Work to do: In the material below, swap each occurrence of "innermost point" for "center point" and return every line with everything else unchanged.

Source records:
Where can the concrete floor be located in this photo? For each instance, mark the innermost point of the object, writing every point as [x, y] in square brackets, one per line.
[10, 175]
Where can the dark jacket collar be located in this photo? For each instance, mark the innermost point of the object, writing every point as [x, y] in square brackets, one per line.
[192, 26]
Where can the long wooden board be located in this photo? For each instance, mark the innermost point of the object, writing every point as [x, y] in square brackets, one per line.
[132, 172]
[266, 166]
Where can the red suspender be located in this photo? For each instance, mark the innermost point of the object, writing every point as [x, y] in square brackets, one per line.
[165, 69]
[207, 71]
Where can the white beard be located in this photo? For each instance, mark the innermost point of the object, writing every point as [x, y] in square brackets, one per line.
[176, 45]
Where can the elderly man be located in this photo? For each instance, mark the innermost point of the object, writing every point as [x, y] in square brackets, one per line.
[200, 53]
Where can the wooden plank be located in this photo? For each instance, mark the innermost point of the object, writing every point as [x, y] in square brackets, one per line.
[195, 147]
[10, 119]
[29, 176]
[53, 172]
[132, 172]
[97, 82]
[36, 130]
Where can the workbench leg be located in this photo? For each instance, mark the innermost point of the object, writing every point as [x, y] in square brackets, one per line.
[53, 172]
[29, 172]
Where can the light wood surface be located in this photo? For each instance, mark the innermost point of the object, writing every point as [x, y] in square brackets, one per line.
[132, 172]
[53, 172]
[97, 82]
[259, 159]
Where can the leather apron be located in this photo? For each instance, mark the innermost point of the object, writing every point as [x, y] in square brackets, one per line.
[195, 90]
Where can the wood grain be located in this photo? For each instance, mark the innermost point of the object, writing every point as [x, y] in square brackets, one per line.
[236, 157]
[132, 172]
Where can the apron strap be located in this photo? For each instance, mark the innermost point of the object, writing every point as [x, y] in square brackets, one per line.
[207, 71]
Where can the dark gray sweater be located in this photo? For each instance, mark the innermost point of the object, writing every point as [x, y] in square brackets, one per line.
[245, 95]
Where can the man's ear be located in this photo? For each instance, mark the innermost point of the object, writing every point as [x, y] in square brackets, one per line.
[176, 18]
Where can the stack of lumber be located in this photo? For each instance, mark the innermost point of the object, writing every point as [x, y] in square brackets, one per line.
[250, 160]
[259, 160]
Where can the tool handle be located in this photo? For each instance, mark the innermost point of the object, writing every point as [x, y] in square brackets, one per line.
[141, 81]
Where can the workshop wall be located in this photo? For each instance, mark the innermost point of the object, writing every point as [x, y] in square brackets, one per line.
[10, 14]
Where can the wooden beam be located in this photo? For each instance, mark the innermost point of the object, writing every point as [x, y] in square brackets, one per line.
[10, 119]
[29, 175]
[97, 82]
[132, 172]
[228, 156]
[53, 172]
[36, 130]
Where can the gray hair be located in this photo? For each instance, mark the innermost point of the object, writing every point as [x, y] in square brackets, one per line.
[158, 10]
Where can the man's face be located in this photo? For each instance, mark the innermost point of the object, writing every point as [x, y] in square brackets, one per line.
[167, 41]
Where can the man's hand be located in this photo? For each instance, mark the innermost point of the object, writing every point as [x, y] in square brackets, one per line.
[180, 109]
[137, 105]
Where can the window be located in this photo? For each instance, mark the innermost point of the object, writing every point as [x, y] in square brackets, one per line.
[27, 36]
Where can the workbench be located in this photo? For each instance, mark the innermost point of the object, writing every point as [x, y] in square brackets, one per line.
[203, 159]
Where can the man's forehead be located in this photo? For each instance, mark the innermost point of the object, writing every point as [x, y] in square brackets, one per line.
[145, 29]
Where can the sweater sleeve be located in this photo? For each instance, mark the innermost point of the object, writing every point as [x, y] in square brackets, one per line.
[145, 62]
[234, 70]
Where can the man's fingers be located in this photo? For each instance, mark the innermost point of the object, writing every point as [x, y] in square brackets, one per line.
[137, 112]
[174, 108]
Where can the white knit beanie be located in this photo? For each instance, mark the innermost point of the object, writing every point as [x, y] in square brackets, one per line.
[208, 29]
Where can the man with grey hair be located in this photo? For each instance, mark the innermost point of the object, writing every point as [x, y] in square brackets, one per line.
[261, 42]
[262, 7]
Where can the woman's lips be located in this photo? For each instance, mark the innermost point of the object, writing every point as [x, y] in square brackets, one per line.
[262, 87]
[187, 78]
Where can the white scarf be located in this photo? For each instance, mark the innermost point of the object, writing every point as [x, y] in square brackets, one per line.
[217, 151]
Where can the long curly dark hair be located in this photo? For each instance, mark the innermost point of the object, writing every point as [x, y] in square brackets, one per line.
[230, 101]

Final answer:
Where can the concrete floor be located in this photo? For each instance, mark the center point of the object, writing every point as [x, y] in square brackets, one per line.
[10, 175]
Where can the dark jacket collar be located in this photo? For each instance, mark the center point of the object, writing every point as [x, y] in square brackets, one per line.
[192, 26]
Where can the long wooden board be located in this photo? For each instance, mark the center point of the object, writing every point as [x, y] in square brackets, one per line.
[132, 172]
[266, 166]
Where can the red suspender be located in this photo? For each instance, mark the center point of the object, writing every point as [x, y] in square brackets, one per line.
[165, 69]
[207, 71]
Where can the white beard be located in this photo? For each instance, mark the center point of the object, writing every point as [x, y] in square brackets, one per line.
[176, 45]
Where can the elderly man be located in this photo? For each instance, mark the center point of the object, writing every point as [x, y] in square brackets, one per line.
[200, 53]
Where can the wooden plank be located in this photo? For each instance, mark the center point of the object, writing every point as [x, y] in square brackets, one per line.
[195, 147]
[10, 119]
[29, 176]
[53, 172]
[132, 172]
[97, 82]
[36, 130]
Where can the workbench leg be located in this photo? For each instance, mark the center point of the object, writing every point as [x, y] in square brackets, one per line.
[53, 172]
[29, 172]
Where can the light wood surface be located in this photo? For each instance, mark the center point of the object, writing every point as [x, y] in square brackets, one per line.
[132, 172]
[53, 172]
[97, 82]
[259, 159]
Where can the leather apron be located in this photo? For each instance, mark the center point of the object, writing every point as [x, y] in square brackets, one per line.
[195, 90]
Where can the wood grain be located in this photo? For each instance, mark the center point of the object, writing every point as [x, y] in square brackets, one per line.
[236, 157]
[132, 172]
Where can the apron strap be located in this photo? For each instance, mark the center point of the object, writing every point as [x, y] in square brackets, one per line.
[207, 71]
Where can the dark gray sweater be located in this photo? For each instance, mark the center point of the object, writing every point as [x, y] in square brackets, one per line.
[245, 95]
Where can the man's ear be located in this photo? For each instance, mark the center point of the object, writing every point as [x, y] in square brackets, one per line.
[176, 18]
Where can the stack of lumber be located in this photo? For each instance, mark the center point of the object, writing every point as [x, y] in square brackets, one per line.
[250, 160]
[259, 160]
Where can the tool handle be located in this photo? For each instance, mark the center point of the object, writing every point as [x, y] in square brackets, one per line.
[141, 81]
Where can the workshop wall be located in this photo? For each instance, mark the center point of the object, writing every point as [x, y] in square brackets, one per line.
[10, 14]
Where can the wooden beam be located in this photo? For each instance, mark the center point of the object, writing every point as [x, y] in square brackets, one per line.
[10, 119]
[29, 175]
[97, 82]
[132, 172]
[228, 156]
[53, 172]
[36, 130]
Where can the gray hair be located in this photo? For each instance, mark the center point of the object, writing every point as [x, y] in square brackets, one per line.
[158, 10]
Where can the man's face be located in this photo? For each instance, mark the center point of the object, writing every point as [x, y] in square brackets, one per line.
[167, 41]
Where can the man's hand be located in this photo? For each instance, mark the center point of the object, writing every point as [x, y] in square brackets, one per line.
[180, 109]
[137, 105]
Where can the window be located in this photo? For each instance, mark the center point of the object, writing every point as [x, y] in square brackets, one per line.
[27, 36]
Where can the workbench be located in this photo? For each instance, mark the center point of the object, writing every point as [x, y] in square brackets, one per line.
[203, 159]
Where can the man's forehead be located in this photo? For each instance, mark the center point of the object, writing every point as [x, y] in square brackets, one per line.
[145, 29]
Where can the sweater sleeve be located in this photo? For each instance, mark the center point of the object, writing every point as [x, y] in square brackets, one per line.
[145, 62]
[234, 70]
Where can the man's fingers be located in this photo? For each instance, mark the center point of the object, writing every point as [x, y] in square brackets, one per line.
[137, 112]
[174, 108]
Where can the white knit beanie be located in this photo? For each instance, mark the center point of the object, writing every point as [x, y] in square brackets, one per line.
[208, 29]
Where can the man with grey hair be located in this photo? For each instance, mark the center point of the object, writing every point as [x, y] in square brackets, one per line.
[261, 42]
[262, 7]
Where can the woman's lips be located in this photo? For each instance, mark the center point of the object, writing every point as [x, y] in square brackets, one per line.
[262, 87]
[187, 78]
Where can the white scarf be located in this photo? For each instance, mark the center point of the object, writing every point as [x, y] in square brackets, one per line.
[217, 151]
Where can the long curly dark hair be located in this photo? For each instance, mark the center point of the object, writing every point as [x, y] in square brackets, one per line.
[230, 101]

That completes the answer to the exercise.